### [Supplied information]
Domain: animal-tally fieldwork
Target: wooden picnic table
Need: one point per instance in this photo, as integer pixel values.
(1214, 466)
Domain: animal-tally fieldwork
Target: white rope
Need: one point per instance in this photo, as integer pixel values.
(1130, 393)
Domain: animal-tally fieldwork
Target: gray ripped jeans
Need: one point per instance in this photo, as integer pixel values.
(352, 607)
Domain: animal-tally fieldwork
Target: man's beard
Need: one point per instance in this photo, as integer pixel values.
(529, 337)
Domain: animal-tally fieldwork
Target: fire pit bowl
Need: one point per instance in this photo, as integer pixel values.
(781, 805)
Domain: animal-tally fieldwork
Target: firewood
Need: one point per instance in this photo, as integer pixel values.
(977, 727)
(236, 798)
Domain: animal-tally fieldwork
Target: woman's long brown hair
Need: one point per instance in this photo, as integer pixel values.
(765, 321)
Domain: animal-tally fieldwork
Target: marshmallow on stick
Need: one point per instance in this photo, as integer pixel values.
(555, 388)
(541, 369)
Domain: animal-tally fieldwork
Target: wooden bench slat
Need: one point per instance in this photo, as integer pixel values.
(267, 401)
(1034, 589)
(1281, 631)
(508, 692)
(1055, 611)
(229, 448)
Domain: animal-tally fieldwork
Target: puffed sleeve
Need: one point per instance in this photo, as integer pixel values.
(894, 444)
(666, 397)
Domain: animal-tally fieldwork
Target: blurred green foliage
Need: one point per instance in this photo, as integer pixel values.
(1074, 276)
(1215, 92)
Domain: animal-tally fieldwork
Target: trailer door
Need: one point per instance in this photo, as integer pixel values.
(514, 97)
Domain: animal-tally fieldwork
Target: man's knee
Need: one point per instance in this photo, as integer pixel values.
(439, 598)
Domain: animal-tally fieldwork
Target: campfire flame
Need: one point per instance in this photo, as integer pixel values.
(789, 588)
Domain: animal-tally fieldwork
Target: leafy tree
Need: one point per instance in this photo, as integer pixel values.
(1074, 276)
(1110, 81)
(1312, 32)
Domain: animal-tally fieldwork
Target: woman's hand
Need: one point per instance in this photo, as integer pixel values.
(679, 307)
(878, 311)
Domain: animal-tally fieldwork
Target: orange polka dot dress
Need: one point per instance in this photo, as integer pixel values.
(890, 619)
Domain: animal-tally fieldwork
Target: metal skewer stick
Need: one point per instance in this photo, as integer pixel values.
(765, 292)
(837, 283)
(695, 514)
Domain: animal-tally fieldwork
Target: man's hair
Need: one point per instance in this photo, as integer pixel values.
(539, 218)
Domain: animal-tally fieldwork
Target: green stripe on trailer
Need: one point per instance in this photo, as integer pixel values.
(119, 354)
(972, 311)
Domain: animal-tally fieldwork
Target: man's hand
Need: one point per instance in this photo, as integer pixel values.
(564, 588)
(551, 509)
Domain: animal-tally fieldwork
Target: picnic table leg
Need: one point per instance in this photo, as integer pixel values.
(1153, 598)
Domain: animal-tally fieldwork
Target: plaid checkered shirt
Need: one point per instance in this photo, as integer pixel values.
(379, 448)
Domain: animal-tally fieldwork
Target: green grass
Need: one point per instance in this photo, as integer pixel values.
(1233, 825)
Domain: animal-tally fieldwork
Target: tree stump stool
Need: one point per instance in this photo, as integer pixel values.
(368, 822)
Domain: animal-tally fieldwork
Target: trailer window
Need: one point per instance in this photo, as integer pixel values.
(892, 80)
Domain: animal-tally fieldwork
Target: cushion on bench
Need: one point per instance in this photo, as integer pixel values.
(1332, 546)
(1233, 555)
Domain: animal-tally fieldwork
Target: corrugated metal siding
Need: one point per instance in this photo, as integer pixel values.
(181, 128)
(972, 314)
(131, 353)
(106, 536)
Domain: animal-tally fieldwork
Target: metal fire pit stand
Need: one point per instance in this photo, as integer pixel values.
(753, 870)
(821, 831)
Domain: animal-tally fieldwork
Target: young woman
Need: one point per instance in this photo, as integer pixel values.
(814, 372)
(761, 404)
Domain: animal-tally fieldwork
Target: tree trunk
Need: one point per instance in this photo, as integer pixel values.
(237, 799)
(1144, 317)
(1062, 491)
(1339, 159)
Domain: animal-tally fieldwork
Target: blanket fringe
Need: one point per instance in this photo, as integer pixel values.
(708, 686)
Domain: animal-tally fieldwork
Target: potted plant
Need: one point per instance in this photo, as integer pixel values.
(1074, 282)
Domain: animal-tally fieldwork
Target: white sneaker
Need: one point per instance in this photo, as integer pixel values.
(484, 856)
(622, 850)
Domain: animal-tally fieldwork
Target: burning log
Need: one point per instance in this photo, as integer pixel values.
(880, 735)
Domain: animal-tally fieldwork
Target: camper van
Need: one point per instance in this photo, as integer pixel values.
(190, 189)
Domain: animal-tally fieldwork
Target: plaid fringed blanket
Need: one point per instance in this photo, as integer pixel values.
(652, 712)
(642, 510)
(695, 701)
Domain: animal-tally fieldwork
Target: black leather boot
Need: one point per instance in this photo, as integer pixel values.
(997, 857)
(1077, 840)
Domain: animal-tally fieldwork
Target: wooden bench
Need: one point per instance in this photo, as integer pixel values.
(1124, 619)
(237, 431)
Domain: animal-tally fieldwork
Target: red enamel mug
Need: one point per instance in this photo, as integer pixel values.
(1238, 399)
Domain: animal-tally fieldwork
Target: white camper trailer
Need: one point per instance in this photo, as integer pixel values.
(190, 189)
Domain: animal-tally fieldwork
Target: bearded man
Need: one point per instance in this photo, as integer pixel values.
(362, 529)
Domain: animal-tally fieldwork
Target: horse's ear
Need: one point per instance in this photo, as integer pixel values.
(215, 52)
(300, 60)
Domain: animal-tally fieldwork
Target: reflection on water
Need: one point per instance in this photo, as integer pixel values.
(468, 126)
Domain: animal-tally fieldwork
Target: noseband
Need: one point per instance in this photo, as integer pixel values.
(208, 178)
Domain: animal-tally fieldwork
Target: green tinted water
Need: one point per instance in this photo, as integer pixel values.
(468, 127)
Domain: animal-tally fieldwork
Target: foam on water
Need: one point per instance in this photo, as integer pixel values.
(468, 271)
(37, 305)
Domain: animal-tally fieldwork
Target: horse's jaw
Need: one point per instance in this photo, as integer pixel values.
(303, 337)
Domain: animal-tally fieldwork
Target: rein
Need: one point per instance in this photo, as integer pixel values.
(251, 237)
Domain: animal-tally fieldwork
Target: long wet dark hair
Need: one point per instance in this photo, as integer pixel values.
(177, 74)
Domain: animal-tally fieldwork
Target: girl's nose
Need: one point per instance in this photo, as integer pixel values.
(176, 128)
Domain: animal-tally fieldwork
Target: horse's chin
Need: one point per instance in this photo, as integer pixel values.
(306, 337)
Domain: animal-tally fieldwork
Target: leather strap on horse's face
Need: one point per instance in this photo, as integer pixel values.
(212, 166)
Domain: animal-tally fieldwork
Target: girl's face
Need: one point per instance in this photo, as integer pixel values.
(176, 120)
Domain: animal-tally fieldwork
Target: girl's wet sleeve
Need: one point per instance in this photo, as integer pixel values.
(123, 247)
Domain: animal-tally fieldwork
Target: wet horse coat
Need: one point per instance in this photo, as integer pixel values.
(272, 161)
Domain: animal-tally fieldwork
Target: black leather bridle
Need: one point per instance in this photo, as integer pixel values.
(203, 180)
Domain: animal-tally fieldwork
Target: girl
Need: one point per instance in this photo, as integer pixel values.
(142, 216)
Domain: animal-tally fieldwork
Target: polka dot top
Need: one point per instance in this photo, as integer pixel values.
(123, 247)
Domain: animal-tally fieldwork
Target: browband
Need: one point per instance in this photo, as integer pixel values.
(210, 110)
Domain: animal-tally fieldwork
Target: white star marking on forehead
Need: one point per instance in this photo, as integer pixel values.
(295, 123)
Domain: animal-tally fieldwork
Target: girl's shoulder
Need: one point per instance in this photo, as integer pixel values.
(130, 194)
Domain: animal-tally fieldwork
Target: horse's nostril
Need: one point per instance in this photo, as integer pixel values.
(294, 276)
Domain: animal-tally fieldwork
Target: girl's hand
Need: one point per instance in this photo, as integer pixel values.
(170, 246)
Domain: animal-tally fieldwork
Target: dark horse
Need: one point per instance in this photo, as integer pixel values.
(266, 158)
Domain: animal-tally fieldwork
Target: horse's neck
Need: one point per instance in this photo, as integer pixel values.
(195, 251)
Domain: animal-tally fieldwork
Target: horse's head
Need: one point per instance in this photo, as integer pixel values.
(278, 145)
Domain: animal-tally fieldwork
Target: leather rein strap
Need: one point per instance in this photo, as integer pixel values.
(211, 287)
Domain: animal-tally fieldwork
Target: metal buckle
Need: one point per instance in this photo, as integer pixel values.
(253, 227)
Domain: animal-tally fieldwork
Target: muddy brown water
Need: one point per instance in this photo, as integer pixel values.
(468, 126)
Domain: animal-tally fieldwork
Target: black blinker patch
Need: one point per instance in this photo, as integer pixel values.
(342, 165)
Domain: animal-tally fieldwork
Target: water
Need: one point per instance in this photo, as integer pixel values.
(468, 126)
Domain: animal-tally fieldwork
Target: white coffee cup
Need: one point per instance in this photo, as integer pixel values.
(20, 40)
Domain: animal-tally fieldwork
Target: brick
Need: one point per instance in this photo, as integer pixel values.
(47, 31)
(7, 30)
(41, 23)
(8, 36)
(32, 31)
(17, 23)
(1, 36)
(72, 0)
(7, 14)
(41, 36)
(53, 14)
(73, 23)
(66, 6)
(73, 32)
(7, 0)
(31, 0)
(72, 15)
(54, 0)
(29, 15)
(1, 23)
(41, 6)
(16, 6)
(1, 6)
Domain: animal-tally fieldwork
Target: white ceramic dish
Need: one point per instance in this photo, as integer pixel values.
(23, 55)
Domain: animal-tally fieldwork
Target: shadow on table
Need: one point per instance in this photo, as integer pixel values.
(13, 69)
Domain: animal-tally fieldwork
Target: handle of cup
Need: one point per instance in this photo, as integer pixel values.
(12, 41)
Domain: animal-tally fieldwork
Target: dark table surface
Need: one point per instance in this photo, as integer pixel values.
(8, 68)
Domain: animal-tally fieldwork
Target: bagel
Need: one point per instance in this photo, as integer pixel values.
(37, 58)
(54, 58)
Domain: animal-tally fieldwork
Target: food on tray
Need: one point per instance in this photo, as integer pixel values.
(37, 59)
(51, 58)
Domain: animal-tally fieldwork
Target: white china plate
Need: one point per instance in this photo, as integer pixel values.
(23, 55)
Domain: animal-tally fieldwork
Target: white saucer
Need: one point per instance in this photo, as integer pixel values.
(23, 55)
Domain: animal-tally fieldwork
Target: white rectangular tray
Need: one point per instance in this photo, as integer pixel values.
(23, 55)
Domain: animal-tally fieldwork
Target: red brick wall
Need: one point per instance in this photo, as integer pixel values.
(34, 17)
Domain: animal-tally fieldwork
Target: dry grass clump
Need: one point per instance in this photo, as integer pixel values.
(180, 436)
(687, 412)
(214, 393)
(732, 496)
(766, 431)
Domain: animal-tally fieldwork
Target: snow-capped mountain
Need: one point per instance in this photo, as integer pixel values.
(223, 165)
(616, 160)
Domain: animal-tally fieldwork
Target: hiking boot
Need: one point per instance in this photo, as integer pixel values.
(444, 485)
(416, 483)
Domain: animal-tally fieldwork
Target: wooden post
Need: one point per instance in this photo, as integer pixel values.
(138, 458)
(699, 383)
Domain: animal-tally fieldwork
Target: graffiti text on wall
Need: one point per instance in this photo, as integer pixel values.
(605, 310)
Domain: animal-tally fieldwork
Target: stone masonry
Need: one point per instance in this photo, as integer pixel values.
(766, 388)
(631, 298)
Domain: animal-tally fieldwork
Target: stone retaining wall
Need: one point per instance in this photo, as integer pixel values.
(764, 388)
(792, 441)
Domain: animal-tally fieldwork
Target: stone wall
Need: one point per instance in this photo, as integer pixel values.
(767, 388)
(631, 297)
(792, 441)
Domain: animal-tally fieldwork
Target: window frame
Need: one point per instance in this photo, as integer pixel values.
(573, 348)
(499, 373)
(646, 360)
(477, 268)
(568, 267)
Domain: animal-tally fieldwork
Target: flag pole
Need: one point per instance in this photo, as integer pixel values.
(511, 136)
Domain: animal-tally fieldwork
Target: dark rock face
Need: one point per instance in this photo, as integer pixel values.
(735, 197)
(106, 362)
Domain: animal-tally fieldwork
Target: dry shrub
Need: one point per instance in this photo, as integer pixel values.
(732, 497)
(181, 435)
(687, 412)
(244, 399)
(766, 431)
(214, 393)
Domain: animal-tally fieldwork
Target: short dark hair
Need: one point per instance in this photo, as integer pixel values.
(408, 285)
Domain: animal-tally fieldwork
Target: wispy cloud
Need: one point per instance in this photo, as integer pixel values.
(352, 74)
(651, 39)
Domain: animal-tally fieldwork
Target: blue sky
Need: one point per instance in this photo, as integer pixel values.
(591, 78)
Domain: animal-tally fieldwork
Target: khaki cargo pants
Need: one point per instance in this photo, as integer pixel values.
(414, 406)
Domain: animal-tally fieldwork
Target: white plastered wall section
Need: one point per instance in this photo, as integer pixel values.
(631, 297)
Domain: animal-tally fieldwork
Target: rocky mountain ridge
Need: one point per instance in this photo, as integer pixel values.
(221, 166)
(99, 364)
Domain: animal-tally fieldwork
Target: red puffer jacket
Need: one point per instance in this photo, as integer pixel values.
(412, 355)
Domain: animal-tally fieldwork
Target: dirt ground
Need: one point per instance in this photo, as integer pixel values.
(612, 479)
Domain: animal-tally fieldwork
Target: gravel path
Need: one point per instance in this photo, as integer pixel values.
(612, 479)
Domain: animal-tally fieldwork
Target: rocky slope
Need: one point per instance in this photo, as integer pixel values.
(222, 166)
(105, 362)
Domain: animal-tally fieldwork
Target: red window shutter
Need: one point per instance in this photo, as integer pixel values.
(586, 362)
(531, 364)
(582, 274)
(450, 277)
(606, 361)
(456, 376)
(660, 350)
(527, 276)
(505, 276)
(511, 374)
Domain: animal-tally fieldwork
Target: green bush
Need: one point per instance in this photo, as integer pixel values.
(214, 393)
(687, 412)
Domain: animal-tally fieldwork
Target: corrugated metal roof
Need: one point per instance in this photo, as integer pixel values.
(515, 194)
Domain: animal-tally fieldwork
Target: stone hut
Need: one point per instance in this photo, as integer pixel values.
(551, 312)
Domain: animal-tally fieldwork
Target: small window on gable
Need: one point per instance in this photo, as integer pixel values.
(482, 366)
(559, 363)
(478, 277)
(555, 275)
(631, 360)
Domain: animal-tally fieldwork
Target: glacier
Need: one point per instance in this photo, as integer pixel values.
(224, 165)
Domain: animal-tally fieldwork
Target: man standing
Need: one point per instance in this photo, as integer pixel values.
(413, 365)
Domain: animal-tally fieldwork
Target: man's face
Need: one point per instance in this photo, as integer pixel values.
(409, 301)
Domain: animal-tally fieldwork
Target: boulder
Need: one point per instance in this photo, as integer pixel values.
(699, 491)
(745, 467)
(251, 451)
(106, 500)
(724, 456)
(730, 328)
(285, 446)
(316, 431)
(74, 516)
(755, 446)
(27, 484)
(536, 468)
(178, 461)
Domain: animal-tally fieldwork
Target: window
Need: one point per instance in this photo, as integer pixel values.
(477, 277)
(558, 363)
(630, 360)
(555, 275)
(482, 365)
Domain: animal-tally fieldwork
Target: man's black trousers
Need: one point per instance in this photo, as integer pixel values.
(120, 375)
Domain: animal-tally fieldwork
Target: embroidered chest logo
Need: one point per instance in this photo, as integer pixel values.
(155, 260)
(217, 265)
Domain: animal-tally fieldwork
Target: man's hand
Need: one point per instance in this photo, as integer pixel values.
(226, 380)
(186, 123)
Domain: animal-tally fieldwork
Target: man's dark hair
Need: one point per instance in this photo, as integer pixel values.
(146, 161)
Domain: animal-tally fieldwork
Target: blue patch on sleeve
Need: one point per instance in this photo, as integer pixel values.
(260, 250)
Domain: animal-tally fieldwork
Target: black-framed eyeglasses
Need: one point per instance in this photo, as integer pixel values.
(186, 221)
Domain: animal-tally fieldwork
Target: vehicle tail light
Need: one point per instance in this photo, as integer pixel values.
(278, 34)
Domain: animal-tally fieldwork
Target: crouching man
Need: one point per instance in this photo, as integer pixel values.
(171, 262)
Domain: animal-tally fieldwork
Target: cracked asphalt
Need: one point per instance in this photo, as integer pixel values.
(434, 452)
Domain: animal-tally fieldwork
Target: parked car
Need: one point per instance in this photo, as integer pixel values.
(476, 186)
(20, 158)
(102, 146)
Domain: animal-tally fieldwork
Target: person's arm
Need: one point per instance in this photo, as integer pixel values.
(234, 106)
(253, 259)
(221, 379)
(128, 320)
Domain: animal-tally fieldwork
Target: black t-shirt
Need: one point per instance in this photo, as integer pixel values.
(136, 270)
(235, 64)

### [What is required]
Can you pull out every line of the listing above that contains the string "rocky"? Case matters, so copy only the lines where it appears in that same capitalization.

### [Task output]
Target: rocky mountain ridge
Target: rocky slope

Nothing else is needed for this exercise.